:: Teks ::
“Putu : Berbeda Tetap Keluarga”, adalah sebuah judul video pendek yang ditayangkan oleh Tim Aswaja Dewata Bali malam itu ; merupakan salah satu dari 10 video pendek berlatar belakang toleransi agama yang memenangkan pendanaan dari Wahid Foundation; didirikan oleh salah satu putri Gusdur, Yenni Wahid.
Isinya bertutur tentang seorang pria Muslim bernama Ahmad (diperankan oleh Imam Barker) yang menikahi perempuan Bali bernama Putu (diperankan oleh Sherly) ; keduanya kebetulan ikut hadir di acara diskusi yang digagas oleh Mas Karim Abraham, Ketua PC GP Anshor Buleleng. Rencana awal diselengarakan pada hari Jumat, 22 April di Jalan Anggrek, di kantor sekretariat PCNU Buleleng. Namun karena bertepatan dengan agenda vaksinasi booster pengurus NU bekerja sama dengan Dinas Kesehatan Kabupaten Buleleng, acara dipindahkan ke Warung 55 di sekitaran Jalak Putih jam 9 malam.
Hadir pula di tengah-tengah kami, sutradara, pembuat script, Mas M. Taufiq Maulana sekaligus founder Aswaja Dewata sekaligus memenuhi undangan serangkaian perayaan Harlah ke-88 Anshor.
Foto: Dari kiri ke kanan : penulis, Mas Karim Abraham, dan Mas M. Taufik Maulana
Putu, salah satu karakter yang diceritakan di video ini menjadi mualaf melalui latar perkawinan (amalgamasi) dengan Ahmad. Meski begitu, keduanya kompak mengunjungi Ibu kandung Putu (diperankan oleh Putu Sinta) H-1 sebelum perayaan Galungan.
Latar konflik dari film ini dimulai saat Ahmad dan Putu beranjak menuju rumah ibu kandung Putu di sebuah perdesaan di Tabanan. Di jalan mereka bertemu dengan Abdul (diperankan oleh Elga), saudara kandung Ahmad. Keterangan yang diperoleh ketika menanyai kepergian Ahmad dan Putu membuat Abdul mengernyitkan dahi, “Kenapa harus datang ke rumah ibu kandung Putu ?”.
Scene berikutnya berpindah di rumah ibu kandung Putu. Meski sudah menjadi mualaf, Putu tidak canggung mengucapkan salam khas Hindu Bali “Om Swastyastu”. Dengan wajah sumringah, ibu kandung Putu menyambut kedatangan keduanya. Setelah duduk di teras rumah, ibu menyuruh Putu membuatkan Ahmad kopi.
Putu beranjak ke dapur, meninggalkan ibu dan Ahmad yang terlibat percakapan ringan. Mereka saling bertanya kabar dan perkembangan pekerjaan. Dua ungkapan syukur “astungkara” dan “alhamdulilah” mewarnai percakapan mereka berdua. Saling sahut keduanya terhenti ketika Putu datang membawakan kopi dan buah. Putu memberikan segelas kopi kepada Ahmad. Sambil meminum kopi, Putu mengupaskan manggis dan memberikannya kepada Ahmad saat Ia menyelesaikan dua atau tiga teguk.

:: Tugas ::
[1] Tuliskan kembali bagian teks tentang video pendek Putu, mulai dari "Hadir pula di" dan berakhir pada "sebelum perayaan Galungan.".
[2] Menurut teks tentang video pendek Putu, ke mana acara diskusi itu akhirnya dipindahkan?
[3] Jelaskan dengan satu sampai tiga kalimat mengapa acara diskusi dalam teks tentang video pendek Putu tidak jadi diadakan di kantor sekretariat PCNU Buleleng.

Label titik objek
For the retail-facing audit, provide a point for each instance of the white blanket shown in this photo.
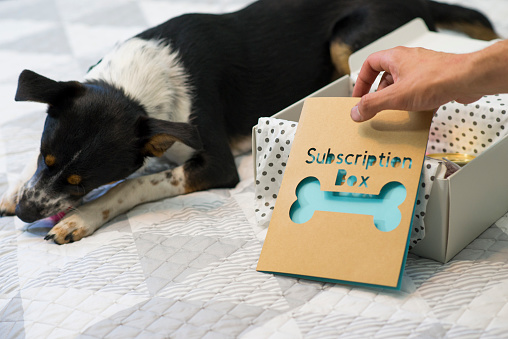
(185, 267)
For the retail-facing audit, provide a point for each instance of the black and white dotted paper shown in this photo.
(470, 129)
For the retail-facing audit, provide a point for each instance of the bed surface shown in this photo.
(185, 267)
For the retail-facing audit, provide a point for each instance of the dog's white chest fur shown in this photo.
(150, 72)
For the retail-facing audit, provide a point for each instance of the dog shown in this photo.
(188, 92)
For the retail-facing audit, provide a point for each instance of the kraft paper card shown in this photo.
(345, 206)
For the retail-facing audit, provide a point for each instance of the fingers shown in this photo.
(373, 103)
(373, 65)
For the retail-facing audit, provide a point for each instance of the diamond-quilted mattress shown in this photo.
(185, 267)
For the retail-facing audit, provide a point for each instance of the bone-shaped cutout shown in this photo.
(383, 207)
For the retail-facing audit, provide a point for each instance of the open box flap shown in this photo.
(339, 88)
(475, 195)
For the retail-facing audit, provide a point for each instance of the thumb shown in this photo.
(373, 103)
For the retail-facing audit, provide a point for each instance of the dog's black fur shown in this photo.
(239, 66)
==
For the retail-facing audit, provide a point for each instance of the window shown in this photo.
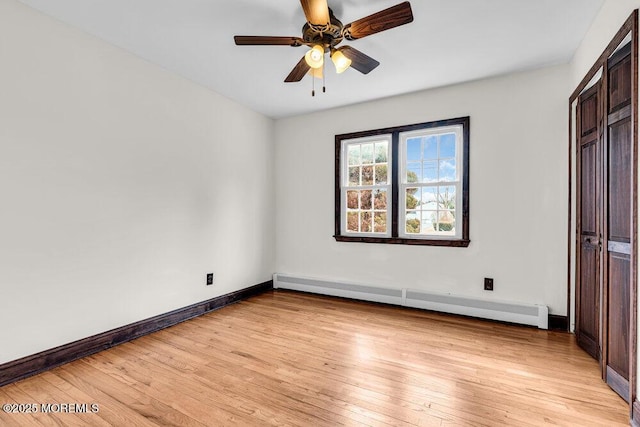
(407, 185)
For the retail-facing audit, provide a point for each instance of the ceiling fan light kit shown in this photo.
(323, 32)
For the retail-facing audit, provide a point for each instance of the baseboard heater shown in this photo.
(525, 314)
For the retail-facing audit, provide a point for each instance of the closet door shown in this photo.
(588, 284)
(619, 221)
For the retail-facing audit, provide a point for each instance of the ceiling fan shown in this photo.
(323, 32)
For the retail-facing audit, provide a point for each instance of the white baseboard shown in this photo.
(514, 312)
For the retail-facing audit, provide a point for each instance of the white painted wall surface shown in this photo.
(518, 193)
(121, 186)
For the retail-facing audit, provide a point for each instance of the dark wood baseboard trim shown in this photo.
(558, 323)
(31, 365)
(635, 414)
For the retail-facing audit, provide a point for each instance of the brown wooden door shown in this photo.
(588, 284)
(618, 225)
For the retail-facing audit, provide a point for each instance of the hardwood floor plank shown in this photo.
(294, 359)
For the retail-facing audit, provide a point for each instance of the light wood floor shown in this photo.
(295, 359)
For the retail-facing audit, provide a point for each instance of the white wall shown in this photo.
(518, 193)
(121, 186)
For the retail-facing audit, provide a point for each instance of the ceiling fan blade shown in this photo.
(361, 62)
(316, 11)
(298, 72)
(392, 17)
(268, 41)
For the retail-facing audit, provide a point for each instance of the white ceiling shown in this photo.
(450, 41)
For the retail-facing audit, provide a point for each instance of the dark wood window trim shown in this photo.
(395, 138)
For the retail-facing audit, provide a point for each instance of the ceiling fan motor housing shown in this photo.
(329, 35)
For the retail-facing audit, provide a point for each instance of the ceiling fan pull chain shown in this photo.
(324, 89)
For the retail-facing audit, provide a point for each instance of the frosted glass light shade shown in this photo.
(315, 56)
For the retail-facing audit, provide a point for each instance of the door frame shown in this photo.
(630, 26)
...
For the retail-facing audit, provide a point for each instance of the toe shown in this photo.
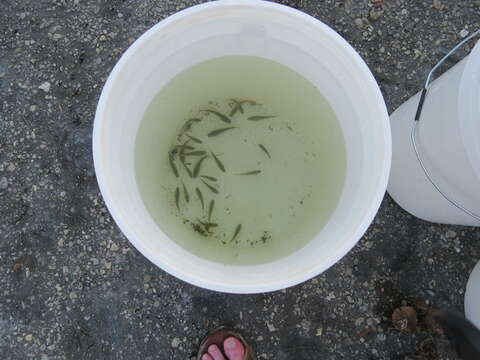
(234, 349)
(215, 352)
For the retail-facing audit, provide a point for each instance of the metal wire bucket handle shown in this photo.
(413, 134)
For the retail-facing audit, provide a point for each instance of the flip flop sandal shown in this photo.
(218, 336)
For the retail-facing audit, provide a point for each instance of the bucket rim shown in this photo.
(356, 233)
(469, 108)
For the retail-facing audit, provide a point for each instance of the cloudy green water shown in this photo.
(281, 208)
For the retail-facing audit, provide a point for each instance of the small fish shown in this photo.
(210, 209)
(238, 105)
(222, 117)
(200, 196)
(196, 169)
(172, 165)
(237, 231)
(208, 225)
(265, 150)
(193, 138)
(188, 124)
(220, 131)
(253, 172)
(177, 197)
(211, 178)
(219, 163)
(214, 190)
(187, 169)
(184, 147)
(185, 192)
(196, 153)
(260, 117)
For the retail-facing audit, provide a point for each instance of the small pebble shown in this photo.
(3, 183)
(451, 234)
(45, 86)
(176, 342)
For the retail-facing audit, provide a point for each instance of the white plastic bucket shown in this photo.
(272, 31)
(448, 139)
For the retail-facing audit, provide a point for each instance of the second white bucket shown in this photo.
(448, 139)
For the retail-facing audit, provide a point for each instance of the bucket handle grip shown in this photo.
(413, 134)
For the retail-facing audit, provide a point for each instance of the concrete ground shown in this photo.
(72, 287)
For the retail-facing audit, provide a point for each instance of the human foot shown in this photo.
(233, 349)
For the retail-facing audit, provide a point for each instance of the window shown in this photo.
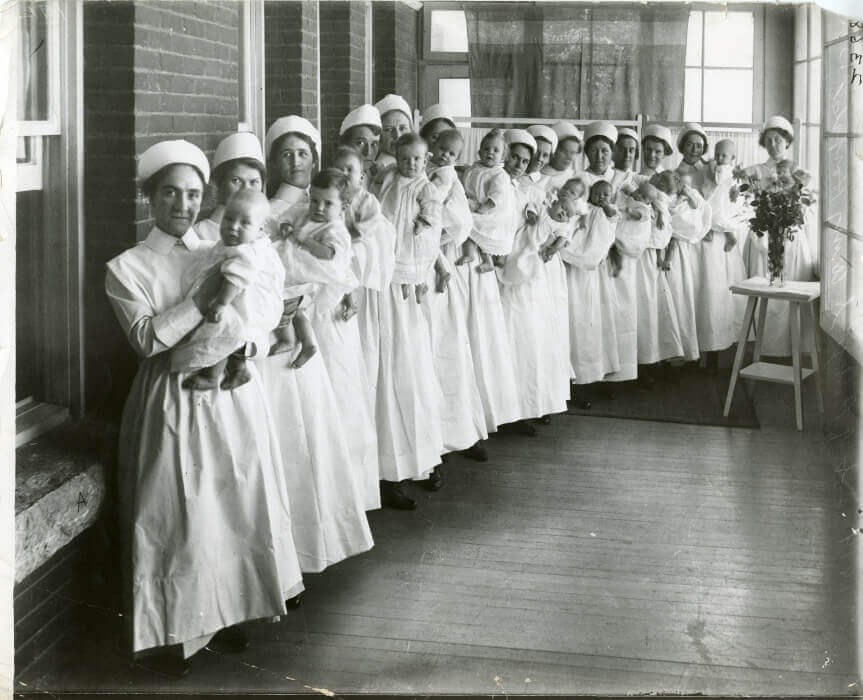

:: Kunci Jawaban ::
[1]
Hadir pula di tengah-tengah kami, sutradara, pembuat script, Mas M. Taufiq Maulana sekaligus founder Aswaja Dewata sekaligus memenuhi undangan serangkaian perayaan Harlah ke-88 Anshor.
Foto: Dari kiri ke kanan : penulis, Mas Karim Abraham, dan Mas M. Taufik Maulana
Putu, salah satu karakter yang diceritakan di video ini menjadi mualaf melalui latar perkawinan (amalgamasi) dengan Ahmad. Meski begitu, keduanya kompak mengunjungi Ibu kandung Putu (diperankan oleh Putu Sinta) H-1 sebelum perayaan Galungan.

[2] Acara dipindahkan ke Warung 55 di sekitaran Jalak Putih, pukul 9 malam.

[3] Acara itu bertepatan dengan agenda vaksinasi booster pengurus NU yang bekerja sama dengan Dinas Kesehatan Kabupaten Buleleng. Karena itu, acara dipindahkan ke Warung 55 di sekitaran Jalak Putih.